=== TASK TO CARRY OUT ===
Rewrite each of the rows below with "photo above" changed to "image shown" and every other word left the same. Leave the pictures out of your answer.

=== DATASET CONTENT ===
-----
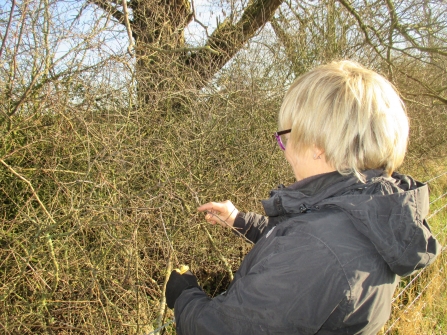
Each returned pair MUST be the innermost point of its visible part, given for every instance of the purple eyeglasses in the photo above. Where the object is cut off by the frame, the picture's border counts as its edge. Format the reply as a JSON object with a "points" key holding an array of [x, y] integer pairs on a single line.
{"points": [[278, 137]]}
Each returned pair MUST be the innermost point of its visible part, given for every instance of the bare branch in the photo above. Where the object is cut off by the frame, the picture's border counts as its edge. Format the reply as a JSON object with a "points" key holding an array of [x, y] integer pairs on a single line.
{"points": [[105, 5]]}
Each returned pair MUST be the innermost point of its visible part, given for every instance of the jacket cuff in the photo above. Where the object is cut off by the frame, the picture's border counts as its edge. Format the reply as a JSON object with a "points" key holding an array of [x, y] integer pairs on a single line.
{"points": [[240, 223]]}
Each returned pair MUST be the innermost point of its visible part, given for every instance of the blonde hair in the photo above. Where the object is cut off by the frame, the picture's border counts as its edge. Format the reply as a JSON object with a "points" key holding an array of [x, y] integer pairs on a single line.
{"points": [[354, 114]]}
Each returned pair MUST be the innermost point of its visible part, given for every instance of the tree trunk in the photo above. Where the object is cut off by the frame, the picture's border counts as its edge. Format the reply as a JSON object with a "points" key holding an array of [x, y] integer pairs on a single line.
{"points": [[166, 68]]}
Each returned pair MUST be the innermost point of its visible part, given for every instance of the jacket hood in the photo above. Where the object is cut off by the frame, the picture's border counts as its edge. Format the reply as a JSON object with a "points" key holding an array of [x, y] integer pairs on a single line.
{"points": [[389, 211]]}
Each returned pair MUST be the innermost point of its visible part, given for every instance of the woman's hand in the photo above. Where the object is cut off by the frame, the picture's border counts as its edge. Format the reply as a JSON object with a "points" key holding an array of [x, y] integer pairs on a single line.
{"points": [[223, 213]]}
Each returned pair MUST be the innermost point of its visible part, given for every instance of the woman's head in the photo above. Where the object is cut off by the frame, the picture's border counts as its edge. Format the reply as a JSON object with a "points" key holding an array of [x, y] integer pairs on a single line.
{"points": [[352, 114]]}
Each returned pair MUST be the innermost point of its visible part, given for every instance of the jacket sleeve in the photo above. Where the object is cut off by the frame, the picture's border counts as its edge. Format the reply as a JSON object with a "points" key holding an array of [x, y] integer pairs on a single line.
{"points": [[251, 225], [293, 290]]}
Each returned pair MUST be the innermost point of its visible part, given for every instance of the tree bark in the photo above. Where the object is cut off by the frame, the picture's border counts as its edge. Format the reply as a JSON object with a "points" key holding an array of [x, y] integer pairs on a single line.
{"points": [[165, 65]]}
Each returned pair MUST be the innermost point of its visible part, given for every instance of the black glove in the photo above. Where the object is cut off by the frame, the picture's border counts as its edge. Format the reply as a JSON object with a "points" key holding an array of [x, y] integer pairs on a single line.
-----
=== OUTPUT FOR THIS TASK ===
Each returned pair MUST be the innermost point of its visible part, given for every instance of the purple eyeglasses in the image shown. Where the object is cut off by the frame, the picture's border counts as its edge. Format the reply as a JSON object with a "points" key holding an array of [x, y] integer pairs on a single line.
{"points": [[278, 137]]}
Each returned pair MUST be the innermost point of its visible part, given for every instance of the bare branch in the image shown. Where the object is cut off by the frame, the picture's border counts as its edge. Format the reply as a JSON object with a "points" key holding an array of [x, y] integer pairs on a single line.
{"points": [[105, 5]]}
Each returned pair MUST be the innermost point of its visible part, given for every instance of the jacket cuff in the image shown. Where the object is cut off by the frame, the picture's border counts as its edge. Format the reply as a JSON object with a "points" key holding an array of [x, y] integer pairs on a single line.
{"points": [[240, 223]]}
Each returned pair MUST be the innermost point of its visible part, given for every instance of the blonde hair in the image shown. Where the object is cut off by the frame, the picture's border counts as its edge. Format the reply as a JSON object with a "points" key holding an array of [x, y] integer pairs on a single line.
{"points": [[354, 114]]}
Each returned pair MUST be the innermost point of its visible part, given for every instance of the tree trunk in the image shown. Where the object is cut off by the frame, the picture's border counts as its edge. Format the reply as a JSON object with a "points" key holding an array of [x, y] integer pairs on a single line.
{"points": [[166, 68]]}
Each returned pair MUST be the innermost point of its visible part, given for every instance of the jacket hood in the image shown. Where the object is cut off by the frame, the picture's border counts as its edge. Format the reply as a JSON object with a "points" key holding an array of [x, y] integer pairs on a single line.
{"points": [[389, 211]]}
Each returned pair MUST be the innermost point of its visible part, given for every instance of the woman's hand in the image shown. Where the object is cut off by the frame, the picture's border counts as its edge. Format the reply as a JSON object with a "points" key holding an array of [x, y] integer pairs on a single line.
{"points": [[223, 213]]}
Each returned pair MUST be the innermost point of its visible part, given for every instance of the woman's head in the image shown. Where the object is cut off by the frame, the picture's border counts as its edge. Format the reply as a JSON object with a "points" key holding an array of [x, y] integer pairs on a single line.
{"points": [[352, 114]]}
Each returned pair MUST be the innermost point of its visible part, given for every instance of the jacket sleeve in the image shown. Where the object is cut off by the frame, the picture's border counts as its edge. Format the reply as a JSON object with a "points" key holding an array of [x, y] integer pairs on a single line.
{"points": [[251, 225], [293, 290]]}
Each returned pair MUST be the innermost point of its visible part, given for every instance of the tree bark in the image shown. Where the object is cut off by the frame, the picture's border counts as its edge. Format the reply as a JSON object with a "points" key holding an array of [x, y] integer pairs on a single line.
{"points": [[165, 65]]}
Each returned pair MUST be the innermost point of its visible part, given for every instance of the black glove in the image shown. Where the object is cut off by the frame, the picture's border counts as its edge. Format the reply as a JSON object with a "points" key holding an array of [x, y] integer pairs on a single line.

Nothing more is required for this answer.